Assignment
From the line containing "Query: glass door" through the last line, print the records exactly and nothing else.

** Opening Data records block **

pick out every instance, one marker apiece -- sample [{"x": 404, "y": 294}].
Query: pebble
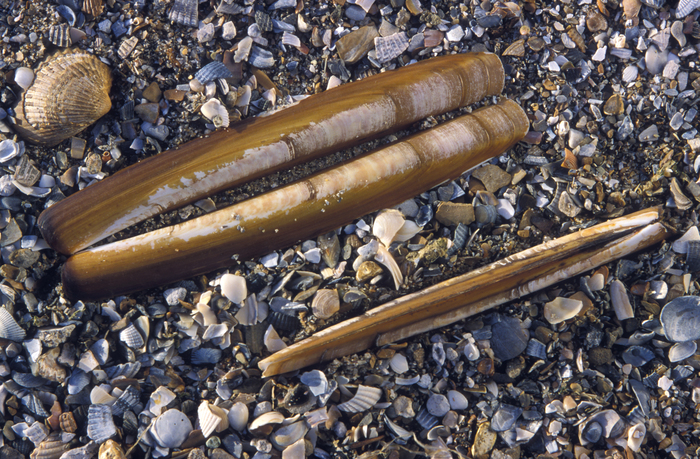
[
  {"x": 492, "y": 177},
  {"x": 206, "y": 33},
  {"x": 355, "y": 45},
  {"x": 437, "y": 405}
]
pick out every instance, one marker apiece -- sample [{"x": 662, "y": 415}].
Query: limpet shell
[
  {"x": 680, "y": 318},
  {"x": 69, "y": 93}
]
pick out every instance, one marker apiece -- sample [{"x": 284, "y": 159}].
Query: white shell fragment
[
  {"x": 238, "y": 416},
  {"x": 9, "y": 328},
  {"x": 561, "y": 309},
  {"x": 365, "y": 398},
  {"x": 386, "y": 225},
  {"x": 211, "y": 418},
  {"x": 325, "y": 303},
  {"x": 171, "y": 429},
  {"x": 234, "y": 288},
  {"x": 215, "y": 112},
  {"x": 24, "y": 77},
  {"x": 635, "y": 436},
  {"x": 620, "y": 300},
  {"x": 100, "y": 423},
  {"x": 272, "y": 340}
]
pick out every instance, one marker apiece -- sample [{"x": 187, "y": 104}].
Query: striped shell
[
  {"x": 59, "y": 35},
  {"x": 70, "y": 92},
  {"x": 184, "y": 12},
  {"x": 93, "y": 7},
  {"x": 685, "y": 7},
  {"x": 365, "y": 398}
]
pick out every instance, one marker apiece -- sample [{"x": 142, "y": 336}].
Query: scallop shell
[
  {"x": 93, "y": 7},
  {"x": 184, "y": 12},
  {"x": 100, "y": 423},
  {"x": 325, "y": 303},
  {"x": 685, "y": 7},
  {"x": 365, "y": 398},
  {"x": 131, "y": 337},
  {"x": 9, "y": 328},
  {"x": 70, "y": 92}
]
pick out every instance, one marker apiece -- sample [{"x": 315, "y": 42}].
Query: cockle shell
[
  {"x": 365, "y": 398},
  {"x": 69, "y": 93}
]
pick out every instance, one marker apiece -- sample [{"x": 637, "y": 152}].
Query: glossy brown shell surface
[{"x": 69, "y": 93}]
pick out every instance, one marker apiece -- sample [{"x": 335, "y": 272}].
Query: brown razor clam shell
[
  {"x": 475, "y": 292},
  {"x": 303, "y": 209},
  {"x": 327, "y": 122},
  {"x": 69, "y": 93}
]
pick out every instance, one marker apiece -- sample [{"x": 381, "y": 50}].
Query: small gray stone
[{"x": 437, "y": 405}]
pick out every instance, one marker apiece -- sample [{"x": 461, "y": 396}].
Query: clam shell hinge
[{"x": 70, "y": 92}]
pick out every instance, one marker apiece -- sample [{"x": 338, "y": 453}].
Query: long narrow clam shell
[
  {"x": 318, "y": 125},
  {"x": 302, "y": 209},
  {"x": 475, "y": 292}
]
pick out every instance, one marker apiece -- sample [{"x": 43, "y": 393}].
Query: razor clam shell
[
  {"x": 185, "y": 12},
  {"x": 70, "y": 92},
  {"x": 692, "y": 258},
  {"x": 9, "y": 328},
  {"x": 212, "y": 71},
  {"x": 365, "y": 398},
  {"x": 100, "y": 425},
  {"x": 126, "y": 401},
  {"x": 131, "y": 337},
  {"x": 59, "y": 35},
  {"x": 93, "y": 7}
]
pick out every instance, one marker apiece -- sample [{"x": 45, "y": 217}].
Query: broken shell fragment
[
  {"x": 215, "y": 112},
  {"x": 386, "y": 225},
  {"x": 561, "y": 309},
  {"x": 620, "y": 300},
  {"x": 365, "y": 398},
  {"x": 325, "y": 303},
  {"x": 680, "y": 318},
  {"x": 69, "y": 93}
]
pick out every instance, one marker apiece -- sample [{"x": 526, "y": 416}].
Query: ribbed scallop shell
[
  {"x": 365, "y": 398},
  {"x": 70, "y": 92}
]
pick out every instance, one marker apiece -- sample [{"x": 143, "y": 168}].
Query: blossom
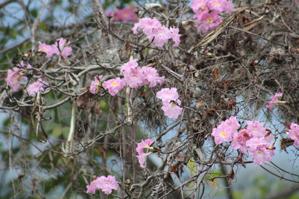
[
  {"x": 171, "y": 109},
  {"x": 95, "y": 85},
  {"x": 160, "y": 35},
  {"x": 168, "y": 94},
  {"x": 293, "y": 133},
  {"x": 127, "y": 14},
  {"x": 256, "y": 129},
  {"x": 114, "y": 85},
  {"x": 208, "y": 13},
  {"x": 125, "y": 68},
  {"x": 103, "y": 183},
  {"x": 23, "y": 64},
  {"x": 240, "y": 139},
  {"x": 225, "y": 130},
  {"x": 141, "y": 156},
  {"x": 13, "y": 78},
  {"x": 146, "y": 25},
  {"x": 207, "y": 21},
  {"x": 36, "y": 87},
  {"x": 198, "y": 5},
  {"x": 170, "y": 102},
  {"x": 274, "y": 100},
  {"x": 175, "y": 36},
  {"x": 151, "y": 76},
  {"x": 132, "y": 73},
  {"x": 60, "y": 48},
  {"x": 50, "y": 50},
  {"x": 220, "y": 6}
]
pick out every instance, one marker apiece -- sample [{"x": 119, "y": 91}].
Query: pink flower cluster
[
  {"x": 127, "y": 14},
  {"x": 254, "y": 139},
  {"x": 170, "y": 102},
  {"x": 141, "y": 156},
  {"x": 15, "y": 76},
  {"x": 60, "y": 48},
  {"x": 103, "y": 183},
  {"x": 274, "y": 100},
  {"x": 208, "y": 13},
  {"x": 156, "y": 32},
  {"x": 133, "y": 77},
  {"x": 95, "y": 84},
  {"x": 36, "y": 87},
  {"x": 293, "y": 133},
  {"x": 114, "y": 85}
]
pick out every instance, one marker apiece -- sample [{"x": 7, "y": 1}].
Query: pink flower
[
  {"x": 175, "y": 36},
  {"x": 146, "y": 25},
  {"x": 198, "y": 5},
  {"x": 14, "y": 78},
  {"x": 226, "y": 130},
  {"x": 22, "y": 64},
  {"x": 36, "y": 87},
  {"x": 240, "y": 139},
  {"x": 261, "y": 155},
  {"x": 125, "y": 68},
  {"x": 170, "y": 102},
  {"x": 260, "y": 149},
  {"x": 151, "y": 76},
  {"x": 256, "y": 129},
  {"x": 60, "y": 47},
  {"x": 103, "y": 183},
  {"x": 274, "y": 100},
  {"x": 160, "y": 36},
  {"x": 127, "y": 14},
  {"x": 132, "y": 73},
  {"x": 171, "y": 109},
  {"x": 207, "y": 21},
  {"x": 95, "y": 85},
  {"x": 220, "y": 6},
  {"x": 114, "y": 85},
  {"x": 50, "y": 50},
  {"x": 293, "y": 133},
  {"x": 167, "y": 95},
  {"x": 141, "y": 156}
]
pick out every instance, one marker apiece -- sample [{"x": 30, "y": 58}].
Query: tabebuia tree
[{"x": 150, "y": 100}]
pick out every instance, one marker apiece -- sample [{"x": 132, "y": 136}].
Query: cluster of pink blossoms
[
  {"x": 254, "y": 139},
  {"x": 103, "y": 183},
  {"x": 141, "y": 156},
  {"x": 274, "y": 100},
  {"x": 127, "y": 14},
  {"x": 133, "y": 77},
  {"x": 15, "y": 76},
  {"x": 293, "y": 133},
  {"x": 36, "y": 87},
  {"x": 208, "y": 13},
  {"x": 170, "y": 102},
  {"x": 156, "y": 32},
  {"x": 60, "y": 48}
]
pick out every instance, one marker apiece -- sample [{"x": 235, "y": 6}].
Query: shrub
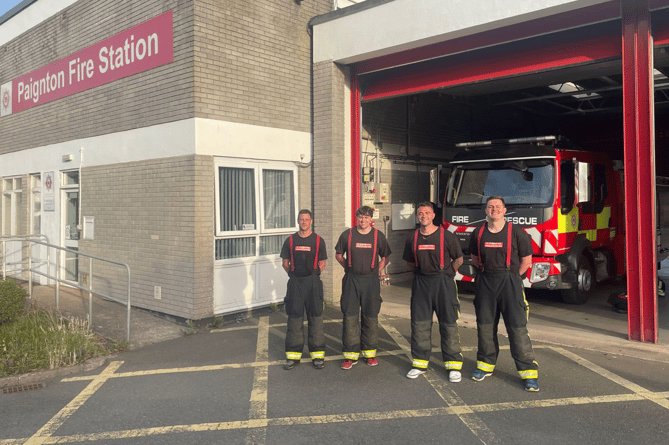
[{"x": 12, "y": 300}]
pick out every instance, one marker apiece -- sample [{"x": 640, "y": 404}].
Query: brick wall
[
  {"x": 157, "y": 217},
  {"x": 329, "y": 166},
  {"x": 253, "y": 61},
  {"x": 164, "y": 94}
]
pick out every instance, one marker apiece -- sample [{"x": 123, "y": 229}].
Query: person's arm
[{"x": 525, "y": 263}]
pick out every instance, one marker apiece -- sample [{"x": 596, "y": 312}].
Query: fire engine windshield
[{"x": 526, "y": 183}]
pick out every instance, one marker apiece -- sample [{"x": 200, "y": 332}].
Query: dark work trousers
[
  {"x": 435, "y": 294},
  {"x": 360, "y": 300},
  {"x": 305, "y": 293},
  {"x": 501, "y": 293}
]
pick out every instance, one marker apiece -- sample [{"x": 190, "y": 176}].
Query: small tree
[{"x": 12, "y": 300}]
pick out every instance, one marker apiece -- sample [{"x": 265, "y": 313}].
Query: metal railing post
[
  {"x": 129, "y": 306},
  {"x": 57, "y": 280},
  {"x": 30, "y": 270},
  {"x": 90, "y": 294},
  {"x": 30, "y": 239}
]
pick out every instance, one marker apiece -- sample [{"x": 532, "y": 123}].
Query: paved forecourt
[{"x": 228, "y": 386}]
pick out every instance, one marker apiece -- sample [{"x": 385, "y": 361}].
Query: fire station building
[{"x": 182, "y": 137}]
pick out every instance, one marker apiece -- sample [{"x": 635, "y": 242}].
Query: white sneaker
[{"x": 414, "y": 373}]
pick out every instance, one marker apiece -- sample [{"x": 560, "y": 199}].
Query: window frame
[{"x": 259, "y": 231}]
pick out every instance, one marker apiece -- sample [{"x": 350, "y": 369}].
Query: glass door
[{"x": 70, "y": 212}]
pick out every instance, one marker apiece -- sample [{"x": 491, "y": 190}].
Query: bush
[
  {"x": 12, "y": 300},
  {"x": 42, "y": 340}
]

** Closing Data records block **

Response to this task
Query: glass door
[{"x": 70, "y": 212}]
pick out every instance, one marker apiece -- sample [{"x": 491, "y": 190}].
Query: bush
[
  {"x": 12, "y": 300},
  {"x": 42, "y": 340}
]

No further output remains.